**STATED TASK**: Could you copy all of the material below line for line, changing nothing?

[Coordinate annotation entries]

* Begin *

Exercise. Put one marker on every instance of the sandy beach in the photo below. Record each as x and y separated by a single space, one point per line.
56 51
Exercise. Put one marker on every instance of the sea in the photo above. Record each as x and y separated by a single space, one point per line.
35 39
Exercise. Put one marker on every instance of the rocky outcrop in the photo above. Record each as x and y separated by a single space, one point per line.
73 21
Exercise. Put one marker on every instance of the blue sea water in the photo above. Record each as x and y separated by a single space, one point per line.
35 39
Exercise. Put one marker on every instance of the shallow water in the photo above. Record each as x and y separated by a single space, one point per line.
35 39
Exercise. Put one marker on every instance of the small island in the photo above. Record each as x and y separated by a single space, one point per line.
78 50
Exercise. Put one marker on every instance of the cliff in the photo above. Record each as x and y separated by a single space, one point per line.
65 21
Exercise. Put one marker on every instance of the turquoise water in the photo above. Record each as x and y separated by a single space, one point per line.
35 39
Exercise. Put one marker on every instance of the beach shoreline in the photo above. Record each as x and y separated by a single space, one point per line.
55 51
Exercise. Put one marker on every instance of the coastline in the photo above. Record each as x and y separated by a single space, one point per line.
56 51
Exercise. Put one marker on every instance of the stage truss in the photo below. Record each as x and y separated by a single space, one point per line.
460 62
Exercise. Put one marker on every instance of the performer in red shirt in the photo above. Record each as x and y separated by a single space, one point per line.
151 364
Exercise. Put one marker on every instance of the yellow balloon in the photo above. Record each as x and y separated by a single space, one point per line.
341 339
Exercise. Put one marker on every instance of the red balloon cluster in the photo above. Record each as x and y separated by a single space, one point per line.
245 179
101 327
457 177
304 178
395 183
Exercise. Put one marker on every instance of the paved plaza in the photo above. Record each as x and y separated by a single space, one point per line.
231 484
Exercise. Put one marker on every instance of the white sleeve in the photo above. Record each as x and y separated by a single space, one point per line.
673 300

* End *

**COMPLETE OUTPUT**:
Exercise. Put one marker on every instance of the sandy beach in the photo below. Record each as x and y separated by a single space, one point per line.
56 51
Exercise. Put one marker on every instance of the sea in the photo above. Record each as x and y separated by a single space, one point per line.
35 39
Exercise. Put one marker on every instance of the rocky outcrop in the photo above. Record each as x and y separated by a single space, one point per line.
73 21
Exercise. Put one marker on every instance of the blue sea water in the photo above. Record each as x and y separated by a single space, one point per line.
35 39
Exercise. Put one marker on every instance of the shallow water in the photo above. Record each as x and y separated by a single space, one point per line.
35 39
Exercise. Put one marker on every instance of the small island in the photo above. Record each as x and y separated by a single space, one point per line.
78 50
Exercise. Put one marker on every instance of the cliff in the photo above. Record each as x and y separated by a single space, one point per line.
65 21
Exercise. Put one marker on every instance of the turquoise water in the photo above. Record each as x and y separated by a single space, one point per line.
35 39
Exercise. Put one marker on every instance of the beach shoreline in the photo above. Record each as x and y separated by a single space, one point per line.
55 51
Exercise. Put one marker on every instance of the coastline in the photo above. Record each as x and y separated by a single space, one point per line.
56 51
Exercise. Put one marker on every instance of the stage truss in the photo below. Record each as x and y separated by a single space, one point per line.
460 62
Exercise. Put one marker on every instance of the performer in red shirt in the photo above. Record each as x and y separated by a single space, one point per line.
151 364
Exercise. Put one marker on every instance of the yellow balloon in the photo above. Record each as x and y separated by a single space, one point per line.
341 339
Exercise. Put one marker on every instance of the red balloon cluster in the photo above. Record each as x and y separated by a single space, one point per line.
245 179
101 327
457 177
304 178
395 183
Exercise. Put one marker on every instance of the paved plaza in the photo above. Record each as x and y separated by a single space, one point per line.
231 484
Exercise. Put one marker on every instance of the white sleeve in the photo above. Record each as x and y separated by a single space, one point per line.
673 300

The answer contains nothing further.